Segmentation data:
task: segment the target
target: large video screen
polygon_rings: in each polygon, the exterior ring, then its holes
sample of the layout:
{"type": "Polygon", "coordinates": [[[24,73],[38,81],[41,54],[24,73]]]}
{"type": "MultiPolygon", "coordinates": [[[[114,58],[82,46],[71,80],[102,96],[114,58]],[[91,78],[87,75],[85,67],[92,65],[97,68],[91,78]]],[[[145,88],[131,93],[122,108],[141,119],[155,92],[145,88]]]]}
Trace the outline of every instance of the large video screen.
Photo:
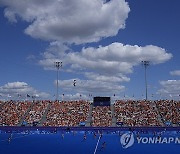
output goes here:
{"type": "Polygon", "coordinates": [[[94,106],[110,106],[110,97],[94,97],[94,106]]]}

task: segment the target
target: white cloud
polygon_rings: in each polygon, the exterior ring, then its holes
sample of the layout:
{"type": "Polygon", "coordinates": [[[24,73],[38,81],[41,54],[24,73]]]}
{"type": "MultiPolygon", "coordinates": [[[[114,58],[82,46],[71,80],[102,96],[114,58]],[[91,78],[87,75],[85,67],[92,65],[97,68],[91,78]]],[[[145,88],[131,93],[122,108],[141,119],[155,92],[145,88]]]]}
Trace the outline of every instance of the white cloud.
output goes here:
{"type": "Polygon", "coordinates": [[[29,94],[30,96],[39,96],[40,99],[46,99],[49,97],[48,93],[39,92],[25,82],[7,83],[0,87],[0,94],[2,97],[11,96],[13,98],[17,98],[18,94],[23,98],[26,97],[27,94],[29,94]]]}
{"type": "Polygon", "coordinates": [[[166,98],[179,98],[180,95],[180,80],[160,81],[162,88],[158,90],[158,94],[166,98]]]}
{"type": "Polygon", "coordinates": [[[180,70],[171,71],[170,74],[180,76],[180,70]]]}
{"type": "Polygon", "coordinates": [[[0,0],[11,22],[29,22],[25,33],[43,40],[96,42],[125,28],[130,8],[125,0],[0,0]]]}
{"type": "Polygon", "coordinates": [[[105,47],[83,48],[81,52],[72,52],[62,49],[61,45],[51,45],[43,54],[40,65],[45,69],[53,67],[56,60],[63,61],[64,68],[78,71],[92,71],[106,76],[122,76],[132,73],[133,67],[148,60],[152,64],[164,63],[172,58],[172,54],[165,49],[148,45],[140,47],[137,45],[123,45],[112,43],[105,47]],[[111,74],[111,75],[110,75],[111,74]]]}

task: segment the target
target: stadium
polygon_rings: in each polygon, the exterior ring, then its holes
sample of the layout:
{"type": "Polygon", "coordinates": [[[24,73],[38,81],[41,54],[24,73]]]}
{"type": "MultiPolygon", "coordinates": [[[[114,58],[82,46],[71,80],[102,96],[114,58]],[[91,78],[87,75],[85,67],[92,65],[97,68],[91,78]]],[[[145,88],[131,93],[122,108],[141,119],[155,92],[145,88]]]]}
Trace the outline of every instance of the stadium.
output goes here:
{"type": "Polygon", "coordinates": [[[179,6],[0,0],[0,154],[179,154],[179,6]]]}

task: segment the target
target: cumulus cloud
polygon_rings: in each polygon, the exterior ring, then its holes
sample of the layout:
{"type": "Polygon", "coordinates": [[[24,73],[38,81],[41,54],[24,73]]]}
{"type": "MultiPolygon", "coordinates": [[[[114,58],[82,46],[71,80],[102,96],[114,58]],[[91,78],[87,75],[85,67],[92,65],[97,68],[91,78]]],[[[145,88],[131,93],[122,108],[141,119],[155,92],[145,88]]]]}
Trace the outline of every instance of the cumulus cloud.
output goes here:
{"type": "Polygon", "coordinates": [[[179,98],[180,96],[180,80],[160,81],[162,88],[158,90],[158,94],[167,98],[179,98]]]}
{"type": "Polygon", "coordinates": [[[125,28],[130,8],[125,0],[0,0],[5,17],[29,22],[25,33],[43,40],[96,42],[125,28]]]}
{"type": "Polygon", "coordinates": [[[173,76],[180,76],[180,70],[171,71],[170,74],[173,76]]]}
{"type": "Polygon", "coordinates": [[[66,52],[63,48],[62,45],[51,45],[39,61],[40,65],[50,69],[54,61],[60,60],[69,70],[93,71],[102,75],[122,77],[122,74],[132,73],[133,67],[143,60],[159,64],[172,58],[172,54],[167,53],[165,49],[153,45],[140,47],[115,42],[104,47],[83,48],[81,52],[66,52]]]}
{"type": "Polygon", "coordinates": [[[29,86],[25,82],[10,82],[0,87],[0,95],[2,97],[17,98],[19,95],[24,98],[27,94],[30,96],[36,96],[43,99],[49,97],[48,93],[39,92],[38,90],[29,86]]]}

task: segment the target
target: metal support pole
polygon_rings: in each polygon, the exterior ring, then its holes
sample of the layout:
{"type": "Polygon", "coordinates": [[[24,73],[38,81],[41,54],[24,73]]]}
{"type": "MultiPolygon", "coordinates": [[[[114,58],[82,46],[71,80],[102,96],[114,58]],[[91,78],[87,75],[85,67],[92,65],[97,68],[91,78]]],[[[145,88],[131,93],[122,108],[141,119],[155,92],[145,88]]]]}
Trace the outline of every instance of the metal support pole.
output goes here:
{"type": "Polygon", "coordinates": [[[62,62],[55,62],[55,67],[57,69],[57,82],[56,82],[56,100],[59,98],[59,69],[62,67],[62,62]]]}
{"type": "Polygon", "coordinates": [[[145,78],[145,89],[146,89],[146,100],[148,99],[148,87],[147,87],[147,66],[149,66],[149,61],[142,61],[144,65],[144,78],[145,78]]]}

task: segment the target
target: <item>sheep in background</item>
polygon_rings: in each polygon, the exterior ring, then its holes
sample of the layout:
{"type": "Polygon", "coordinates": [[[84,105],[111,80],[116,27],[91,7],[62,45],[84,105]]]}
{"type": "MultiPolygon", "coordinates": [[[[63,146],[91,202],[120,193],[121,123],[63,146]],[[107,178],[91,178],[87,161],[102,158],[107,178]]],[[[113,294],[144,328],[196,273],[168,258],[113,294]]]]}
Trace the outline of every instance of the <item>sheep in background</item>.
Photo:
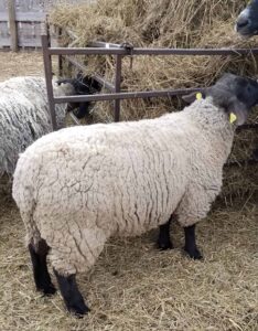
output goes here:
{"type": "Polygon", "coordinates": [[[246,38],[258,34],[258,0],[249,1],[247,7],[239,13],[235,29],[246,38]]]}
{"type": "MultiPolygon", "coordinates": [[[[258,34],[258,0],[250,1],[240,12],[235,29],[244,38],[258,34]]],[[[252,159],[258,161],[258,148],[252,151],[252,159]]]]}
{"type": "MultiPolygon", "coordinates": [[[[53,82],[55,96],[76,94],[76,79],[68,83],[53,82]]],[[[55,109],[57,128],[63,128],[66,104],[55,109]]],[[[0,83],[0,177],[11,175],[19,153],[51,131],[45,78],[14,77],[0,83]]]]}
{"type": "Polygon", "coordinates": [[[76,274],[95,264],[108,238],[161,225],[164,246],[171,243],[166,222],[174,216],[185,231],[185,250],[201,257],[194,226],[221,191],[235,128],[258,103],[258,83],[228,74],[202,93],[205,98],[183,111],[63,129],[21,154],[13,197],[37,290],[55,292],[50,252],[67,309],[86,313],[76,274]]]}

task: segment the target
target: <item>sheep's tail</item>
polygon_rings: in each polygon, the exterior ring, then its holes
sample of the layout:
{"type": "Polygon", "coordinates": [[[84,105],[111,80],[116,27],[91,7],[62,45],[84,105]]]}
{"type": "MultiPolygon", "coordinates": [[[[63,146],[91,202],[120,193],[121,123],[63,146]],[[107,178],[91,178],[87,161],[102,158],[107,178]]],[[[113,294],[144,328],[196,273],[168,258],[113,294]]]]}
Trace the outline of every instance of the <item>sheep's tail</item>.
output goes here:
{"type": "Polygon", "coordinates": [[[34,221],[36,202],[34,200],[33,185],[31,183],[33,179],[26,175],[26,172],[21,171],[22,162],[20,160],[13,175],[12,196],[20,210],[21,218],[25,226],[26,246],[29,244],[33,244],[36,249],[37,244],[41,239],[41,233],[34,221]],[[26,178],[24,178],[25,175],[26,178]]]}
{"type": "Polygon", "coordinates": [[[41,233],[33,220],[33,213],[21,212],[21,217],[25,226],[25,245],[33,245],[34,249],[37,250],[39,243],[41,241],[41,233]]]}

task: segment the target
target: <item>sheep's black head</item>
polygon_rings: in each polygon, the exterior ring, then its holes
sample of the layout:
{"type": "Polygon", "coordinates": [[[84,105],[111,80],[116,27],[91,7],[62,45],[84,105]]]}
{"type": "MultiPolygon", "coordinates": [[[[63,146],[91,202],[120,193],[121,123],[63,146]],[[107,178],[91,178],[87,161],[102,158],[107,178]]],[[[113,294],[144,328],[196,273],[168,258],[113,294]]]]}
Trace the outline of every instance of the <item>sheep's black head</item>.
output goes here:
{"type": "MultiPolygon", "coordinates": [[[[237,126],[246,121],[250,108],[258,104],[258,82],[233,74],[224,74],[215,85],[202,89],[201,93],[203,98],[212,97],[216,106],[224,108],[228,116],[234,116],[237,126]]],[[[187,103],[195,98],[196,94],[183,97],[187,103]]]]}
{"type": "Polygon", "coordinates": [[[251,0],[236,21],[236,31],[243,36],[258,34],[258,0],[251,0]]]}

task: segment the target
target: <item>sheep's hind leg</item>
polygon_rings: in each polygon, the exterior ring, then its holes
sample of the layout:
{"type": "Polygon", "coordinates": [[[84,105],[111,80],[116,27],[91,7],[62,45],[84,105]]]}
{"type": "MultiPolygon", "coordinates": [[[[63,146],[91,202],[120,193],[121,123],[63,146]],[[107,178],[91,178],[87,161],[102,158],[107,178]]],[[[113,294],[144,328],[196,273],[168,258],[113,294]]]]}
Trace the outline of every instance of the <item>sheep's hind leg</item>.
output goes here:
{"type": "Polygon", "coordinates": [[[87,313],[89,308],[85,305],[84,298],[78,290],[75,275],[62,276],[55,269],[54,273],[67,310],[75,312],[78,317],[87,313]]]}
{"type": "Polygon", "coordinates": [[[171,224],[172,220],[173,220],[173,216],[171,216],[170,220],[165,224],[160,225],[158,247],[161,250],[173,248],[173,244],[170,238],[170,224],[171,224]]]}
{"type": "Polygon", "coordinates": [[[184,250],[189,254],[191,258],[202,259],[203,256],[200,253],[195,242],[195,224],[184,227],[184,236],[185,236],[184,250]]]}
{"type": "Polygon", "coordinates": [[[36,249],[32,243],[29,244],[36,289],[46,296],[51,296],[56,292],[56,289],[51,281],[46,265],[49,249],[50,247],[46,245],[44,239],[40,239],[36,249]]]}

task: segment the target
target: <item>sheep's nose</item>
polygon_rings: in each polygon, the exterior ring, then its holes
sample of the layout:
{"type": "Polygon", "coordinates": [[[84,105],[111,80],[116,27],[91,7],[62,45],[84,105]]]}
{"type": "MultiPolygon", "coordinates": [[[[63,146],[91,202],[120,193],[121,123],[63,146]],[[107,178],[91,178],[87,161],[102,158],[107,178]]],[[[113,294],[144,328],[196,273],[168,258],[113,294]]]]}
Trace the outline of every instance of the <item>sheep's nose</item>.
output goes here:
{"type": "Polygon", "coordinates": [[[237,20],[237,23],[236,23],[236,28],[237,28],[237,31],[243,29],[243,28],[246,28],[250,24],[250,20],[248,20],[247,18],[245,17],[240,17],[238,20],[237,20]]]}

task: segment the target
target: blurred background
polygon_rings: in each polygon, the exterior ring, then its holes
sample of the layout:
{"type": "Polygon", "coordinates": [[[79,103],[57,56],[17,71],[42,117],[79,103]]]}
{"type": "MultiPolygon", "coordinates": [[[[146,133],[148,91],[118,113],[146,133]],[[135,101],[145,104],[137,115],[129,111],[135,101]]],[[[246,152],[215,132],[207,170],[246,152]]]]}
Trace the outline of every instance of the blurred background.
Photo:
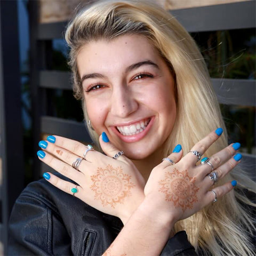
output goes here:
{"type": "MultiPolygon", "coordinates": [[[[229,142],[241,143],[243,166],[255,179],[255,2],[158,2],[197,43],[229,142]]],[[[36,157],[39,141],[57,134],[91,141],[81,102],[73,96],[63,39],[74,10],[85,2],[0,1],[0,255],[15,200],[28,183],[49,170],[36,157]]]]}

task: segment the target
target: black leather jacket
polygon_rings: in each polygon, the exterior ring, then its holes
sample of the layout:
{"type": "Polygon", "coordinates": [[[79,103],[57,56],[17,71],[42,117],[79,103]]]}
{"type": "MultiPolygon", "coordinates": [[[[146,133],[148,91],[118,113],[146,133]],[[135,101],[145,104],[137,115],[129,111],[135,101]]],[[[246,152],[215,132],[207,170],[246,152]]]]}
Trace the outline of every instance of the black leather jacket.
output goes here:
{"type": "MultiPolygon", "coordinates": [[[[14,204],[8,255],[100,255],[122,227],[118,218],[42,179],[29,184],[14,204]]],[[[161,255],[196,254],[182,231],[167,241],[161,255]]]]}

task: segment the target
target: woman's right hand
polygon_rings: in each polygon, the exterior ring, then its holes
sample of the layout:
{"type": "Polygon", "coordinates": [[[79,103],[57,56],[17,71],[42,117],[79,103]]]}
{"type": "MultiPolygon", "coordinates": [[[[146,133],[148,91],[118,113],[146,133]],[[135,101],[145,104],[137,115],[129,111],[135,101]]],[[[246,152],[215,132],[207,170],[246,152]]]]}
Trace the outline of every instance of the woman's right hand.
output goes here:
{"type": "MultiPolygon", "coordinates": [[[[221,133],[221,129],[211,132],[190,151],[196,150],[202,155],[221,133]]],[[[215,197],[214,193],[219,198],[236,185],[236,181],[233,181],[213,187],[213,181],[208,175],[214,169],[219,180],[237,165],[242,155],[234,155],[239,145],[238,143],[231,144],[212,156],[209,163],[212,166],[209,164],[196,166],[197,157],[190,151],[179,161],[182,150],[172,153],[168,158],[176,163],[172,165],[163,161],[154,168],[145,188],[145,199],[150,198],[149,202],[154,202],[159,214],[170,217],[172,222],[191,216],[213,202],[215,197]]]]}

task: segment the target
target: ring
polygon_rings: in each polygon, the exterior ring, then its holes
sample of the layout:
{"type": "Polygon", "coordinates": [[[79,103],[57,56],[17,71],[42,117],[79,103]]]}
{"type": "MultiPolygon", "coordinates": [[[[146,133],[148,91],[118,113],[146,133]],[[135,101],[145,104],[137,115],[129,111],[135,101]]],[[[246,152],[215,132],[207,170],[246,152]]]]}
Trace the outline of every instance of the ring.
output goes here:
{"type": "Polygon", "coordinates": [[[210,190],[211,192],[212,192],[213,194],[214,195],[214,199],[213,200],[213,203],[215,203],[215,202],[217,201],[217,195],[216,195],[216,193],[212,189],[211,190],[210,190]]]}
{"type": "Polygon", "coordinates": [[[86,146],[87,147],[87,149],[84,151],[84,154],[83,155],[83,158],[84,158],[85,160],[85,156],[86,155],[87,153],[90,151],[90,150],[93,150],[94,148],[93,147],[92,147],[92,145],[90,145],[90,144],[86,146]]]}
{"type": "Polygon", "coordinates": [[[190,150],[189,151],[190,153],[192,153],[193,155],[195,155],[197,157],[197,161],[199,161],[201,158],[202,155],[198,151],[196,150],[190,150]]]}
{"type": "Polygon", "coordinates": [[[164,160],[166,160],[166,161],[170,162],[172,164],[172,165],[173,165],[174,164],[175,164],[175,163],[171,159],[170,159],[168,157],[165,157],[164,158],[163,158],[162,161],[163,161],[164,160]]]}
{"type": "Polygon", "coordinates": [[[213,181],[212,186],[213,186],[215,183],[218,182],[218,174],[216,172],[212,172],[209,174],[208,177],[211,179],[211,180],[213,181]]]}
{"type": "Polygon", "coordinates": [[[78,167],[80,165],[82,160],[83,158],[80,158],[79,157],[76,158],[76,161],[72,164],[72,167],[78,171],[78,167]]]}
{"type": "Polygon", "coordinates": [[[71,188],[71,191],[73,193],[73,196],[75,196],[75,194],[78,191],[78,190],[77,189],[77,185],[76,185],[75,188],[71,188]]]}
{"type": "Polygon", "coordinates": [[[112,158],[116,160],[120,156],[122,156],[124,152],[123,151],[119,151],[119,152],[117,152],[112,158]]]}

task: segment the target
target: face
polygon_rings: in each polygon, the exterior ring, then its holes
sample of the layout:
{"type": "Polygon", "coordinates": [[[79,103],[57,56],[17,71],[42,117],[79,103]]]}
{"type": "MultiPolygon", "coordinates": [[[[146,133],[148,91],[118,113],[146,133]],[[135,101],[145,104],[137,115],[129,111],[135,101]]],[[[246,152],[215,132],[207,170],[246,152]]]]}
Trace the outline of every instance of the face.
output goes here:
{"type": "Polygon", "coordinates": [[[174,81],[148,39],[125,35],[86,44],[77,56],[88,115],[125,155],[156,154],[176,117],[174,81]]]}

> Task to carry out:
Identify each line in the listing above that contains the string "nose", and copy those lines.

> Result of this task:
target: <item>sheep's nose</item>
Trace the outline of every instance of the <item>sheep's nose</item>.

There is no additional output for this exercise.